All of the material below is to be retyped exactly.

═══ DATA PROVIDED

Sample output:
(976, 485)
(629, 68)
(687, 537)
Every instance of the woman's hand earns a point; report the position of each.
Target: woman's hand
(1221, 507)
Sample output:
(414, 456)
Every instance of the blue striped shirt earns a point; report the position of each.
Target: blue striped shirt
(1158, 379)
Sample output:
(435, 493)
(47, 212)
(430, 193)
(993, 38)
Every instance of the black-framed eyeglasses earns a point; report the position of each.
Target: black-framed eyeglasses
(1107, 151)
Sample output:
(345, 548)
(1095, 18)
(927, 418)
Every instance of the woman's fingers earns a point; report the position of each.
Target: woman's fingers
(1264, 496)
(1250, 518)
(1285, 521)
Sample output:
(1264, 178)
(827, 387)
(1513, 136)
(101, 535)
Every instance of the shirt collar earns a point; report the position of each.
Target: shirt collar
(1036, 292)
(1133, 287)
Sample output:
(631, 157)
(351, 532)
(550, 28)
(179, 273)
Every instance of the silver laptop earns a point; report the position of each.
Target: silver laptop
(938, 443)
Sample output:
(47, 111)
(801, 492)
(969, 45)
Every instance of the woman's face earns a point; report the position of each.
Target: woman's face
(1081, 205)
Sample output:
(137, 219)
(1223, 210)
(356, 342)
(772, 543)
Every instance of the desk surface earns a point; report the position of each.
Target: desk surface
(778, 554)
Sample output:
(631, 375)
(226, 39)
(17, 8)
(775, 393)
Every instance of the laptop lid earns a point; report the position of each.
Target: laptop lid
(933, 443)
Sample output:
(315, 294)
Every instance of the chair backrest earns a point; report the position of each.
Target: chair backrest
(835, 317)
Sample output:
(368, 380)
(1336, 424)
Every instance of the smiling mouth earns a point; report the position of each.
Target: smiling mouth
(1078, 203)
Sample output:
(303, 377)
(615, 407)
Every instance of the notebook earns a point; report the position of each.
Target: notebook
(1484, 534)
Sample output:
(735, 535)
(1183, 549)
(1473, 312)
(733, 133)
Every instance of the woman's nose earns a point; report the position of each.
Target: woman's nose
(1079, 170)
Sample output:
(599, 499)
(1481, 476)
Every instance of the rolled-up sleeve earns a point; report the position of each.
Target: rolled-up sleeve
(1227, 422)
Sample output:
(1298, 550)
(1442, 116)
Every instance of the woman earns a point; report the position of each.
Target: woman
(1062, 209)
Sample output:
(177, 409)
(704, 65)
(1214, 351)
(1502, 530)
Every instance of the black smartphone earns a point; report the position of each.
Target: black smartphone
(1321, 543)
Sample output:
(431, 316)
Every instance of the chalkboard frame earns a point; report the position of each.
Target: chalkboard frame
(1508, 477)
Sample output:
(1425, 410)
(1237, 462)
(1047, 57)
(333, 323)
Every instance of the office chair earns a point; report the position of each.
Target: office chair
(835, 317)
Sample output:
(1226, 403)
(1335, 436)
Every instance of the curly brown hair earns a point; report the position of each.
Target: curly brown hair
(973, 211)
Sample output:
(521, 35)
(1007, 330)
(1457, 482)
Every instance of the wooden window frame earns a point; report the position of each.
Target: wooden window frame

══════

EXERCISE OUTPUT →
Sample output:
(976, 485)
(629, 68)
(687, 537)
Every instance of the woman's hand earns a point; report the position of each.
Target: woman's hand
(1221, 507)
Sample output:
(414, 456)
Every instance of the blue striped shirt earns a point; report the position of each.
Target: blue striped shirt
(1158, 379)
Sample output:
(435, 493)
(47, 212)
(430, 193)
(993, 38)
Every instance of the black-framed eyeglasses earns a point; report the position of each.
Target: black-framed eyeglasses
(1107, 151)
Sample output:
(345, 548)
(1095, 18)
(927, 418)
Every instance of the woman's fingers earns a point; report the position of each.
Target: woman's fingers
(1264, 496)
(1250, 518)
(1285, 521)
Sample output:
(1264, 178)
(827, 387)
(1513, 136)
(101, 535)
Every instance of the shirt collar earns a point; report the position of each.
Target: shirt collar
(1036, 292)
(1133, 287)
Sample output:
(631, 157)
(351, 532)
(550, 28)
(179, 273)
Every instance of the silver laptop earns a point; report the position of each.
Target: silver laptop
(938, 443)
Sample output:
(47, 111)
(801, 492)
(969, 45)
Every instance of the woman's face earns a point; report the position of each.
Target: woman's face
(1081, 205)
Sample output:
(137, 219)
(1223, 210)
(356, 342)
(772, 543)
Every instance of the desk surface earns a point; report the position of each.
Target: desk surface
(778, 554)
Sample output:
(631, 375)
(226, 39)
(17, 8)
(775, 393)
Every instance of the laptop lid earns a point; report the position of each.
Target: laptop lid
(933, 443)
Sample output:
(315, 294)
Every instance of the chair backrest earns a point; report the position of each.
Target: chair backrest
(835, 317)
Sample output:
(368, 380)
(1336, 424)
Every instance of the smiling mouth earns a point; report the position of each.
Target: smiling mouth
(1078, 203)
Sample output:
(303, 377)
(615, 407)
Every instance of the notebook earns a point; report the position of each.
Target: notebook
(1484, 534)
Sample output:
(735, 535)
(1183, 549)
(1473, 312)
(733, 133)
Every instance of the woman's nose earns a point; report the position of each.
Target: woman's nose
(1079, 170)
Sample output:
(599, 499)
(1481, 476)
Every instance of the rolled-up sleeve earns a point; report the position of each.
Target: rolled-up sleeve
(1227, 422)
Sample output:
(1298, 550)
(1442, 116)
Every instance of the woman earns a point; report the position of each.
Target: woman
(1062, 209)
Sample output:
(177, 409)
(704, 65)
(1214, 351)
(1502, 530)
Every instance of the black smartphone earns a point; report the position of each.
Target: black smartphone
(1321, 543)
Sample output:
(431, 316)
Every instance of the chalkboard frame earns a point; report the position of each.
Target: chalkboard frame
(1508, 477)
Sample output:
(1425, 410)
(1237, 462)
(1047, 57)
(333, 323)
Every instance of the office chair earns a point; report the position of each.
Target: office chair
(835, 317)
Sample output:
(1226, 403)
(1335, 436)
Every instance of the curly brown hair earns a point; report the position of each.
Target: curly brown hair
(973, 211)
Sample output:
(521, 35)
(1007, 330)
(1457, 482)
Every instance of the wooden window frame earns a point; report the position of each.
Target: wooden window frame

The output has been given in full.